+++ DATA PROVIDED
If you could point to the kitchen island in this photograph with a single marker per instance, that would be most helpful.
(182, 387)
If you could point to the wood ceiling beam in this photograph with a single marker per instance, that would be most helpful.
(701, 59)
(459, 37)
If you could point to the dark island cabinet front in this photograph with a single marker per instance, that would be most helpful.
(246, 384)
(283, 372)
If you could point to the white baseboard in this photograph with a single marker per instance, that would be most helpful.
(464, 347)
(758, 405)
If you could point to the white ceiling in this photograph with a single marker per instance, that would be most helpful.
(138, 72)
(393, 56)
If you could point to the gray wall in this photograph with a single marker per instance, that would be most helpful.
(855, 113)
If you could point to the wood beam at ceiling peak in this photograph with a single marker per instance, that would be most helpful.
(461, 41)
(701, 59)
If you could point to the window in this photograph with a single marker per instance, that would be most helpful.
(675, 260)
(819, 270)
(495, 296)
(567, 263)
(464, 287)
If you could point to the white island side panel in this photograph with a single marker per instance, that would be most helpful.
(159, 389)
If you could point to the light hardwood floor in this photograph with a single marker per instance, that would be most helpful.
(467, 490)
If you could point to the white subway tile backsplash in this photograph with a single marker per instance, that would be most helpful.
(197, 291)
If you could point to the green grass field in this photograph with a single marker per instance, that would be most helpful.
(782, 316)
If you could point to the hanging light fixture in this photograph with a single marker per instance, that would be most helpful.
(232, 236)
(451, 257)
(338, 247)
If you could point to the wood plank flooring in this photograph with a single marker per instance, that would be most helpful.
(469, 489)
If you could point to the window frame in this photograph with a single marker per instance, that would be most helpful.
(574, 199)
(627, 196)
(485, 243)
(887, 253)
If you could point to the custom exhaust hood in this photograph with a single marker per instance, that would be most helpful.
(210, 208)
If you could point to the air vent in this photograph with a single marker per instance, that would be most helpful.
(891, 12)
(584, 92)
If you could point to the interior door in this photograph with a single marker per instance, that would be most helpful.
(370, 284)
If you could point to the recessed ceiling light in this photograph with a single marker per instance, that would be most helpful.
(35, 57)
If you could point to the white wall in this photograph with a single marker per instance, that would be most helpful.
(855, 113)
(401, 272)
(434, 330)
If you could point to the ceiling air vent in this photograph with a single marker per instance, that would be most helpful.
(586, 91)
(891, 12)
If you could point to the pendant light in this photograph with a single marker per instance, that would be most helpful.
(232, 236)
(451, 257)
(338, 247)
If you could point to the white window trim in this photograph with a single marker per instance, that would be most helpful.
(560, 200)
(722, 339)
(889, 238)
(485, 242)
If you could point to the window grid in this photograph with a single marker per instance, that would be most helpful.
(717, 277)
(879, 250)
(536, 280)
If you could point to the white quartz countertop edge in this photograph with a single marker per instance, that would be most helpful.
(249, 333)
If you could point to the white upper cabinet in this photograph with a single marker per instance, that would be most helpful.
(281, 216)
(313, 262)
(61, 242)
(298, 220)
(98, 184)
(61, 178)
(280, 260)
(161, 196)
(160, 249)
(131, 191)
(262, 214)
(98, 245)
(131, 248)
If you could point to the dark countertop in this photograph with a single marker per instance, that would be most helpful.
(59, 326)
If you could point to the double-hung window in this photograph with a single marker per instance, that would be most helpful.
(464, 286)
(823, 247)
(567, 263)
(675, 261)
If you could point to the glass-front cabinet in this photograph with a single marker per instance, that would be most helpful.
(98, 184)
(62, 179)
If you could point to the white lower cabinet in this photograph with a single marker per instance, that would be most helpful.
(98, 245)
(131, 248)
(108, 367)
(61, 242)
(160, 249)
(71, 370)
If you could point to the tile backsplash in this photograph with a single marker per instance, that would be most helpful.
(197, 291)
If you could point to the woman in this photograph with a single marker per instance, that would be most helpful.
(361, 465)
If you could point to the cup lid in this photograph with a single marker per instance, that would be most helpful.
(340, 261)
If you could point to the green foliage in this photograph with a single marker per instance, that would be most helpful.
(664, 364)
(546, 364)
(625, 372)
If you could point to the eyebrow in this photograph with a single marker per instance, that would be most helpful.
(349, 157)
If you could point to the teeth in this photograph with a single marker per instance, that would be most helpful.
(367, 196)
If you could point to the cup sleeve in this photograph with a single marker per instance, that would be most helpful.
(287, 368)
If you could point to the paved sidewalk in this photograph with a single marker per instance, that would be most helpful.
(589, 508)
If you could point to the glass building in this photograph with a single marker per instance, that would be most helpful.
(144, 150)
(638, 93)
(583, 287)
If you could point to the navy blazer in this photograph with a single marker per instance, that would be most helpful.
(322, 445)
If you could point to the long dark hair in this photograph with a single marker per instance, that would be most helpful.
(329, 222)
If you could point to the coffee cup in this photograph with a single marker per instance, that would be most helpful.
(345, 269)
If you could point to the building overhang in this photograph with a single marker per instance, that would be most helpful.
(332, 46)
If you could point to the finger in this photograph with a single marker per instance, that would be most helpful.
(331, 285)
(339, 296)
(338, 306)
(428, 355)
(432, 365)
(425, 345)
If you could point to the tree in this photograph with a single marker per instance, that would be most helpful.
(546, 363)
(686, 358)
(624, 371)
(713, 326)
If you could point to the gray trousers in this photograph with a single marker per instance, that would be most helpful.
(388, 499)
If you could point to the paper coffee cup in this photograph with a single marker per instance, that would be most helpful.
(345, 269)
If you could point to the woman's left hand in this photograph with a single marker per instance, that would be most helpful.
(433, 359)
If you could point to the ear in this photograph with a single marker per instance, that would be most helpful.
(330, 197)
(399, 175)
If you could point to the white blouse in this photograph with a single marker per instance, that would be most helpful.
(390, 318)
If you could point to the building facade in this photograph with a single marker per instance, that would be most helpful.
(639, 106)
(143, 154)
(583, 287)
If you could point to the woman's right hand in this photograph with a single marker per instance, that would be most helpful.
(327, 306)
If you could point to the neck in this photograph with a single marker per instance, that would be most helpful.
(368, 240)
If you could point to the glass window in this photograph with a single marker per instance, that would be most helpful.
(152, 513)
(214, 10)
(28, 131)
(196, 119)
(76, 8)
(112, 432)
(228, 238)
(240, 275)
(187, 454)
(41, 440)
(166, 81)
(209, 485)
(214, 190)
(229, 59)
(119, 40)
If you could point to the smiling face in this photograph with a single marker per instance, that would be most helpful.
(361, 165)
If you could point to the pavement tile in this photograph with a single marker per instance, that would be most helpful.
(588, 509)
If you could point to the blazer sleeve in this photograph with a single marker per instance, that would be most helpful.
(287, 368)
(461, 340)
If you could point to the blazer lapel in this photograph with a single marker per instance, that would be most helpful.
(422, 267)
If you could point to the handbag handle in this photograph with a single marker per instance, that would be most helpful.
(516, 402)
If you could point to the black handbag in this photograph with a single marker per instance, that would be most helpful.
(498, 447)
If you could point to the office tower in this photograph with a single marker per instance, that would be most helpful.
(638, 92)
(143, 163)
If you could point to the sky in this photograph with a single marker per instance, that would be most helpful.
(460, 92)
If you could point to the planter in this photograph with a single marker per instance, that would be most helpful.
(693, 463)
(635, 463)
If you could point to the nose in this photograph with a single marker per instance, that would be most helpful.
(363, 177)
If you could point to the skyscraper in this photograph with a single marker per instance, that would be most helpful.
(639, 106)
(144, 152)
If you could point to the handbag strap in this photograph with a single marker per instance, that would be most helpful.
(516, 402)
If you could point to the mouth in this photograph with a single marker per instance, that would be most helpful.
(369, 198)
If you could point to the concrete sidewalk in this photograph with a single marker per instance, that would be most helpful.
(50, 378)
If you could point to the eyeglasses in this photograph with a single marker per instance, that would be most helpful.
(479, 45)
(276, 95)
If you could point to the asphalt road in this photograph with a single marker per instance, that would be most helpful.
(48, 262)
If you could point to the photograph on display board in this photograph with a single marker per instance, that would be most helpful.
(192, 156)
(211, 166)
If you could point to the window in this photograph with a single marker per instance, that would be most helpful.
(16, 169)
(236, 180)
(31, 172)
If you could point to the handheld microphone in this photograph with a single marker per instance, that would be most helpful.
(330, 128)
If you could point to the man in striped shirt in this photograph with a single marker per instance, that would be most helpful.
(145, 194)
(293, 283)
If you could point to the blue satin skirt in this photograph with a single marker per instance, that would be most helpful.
++++++
● **REQUIRED TASK**: In the records above, find the line containing "If you could point to the skyscraper"; please retype it and every line after it through the last line, exactly and with nothing else.

● **EXPECTED ANSWER**:
If you could point to the skyscraper in this photograph with a single marker per instance, that would be most helpful.
(639, 106)
(144, 152)
If you could point to the handbag strap in this photograph with a single marker per instance, that would be most helpful.
(516, 402)
If you could point to the mouth in this photograph with a single marker per instance, that would be most helpful.
(369, 198)
If you could point to the concrete sidewalk in this photograph with a single marker per instance, that would be most helpful.
(50, 378)
If you could point to the eyeglasses in this photograph with a single marker per instance, that would be most helpful.
(479, 45)
(276, 95)
If you could point to the asphalt road in this photograph with a single marker per instance, that would be most helpful.
(48, 262)
If you could point to the photograph on display board in this photograph with a single marker per instance, that would be most helpful.
(192, 156)
(211, 166)
If you could point to the window in this photograph with a single marker per instance, that would be most helpful.
(16, 169)
(236, 180)
(31, 172)
If you could point to the handheld microphone in this photograph with a single marker per instance, that would be most helpful.
(330, 128)
If you could point to the man in striped shirt in this photograph with a single marker per instance, that would be most helpful.
(145, 194)
(293, 283)
If you could point to the blue satin skirt in this photograph with a single marker per instance, that would be most helpful.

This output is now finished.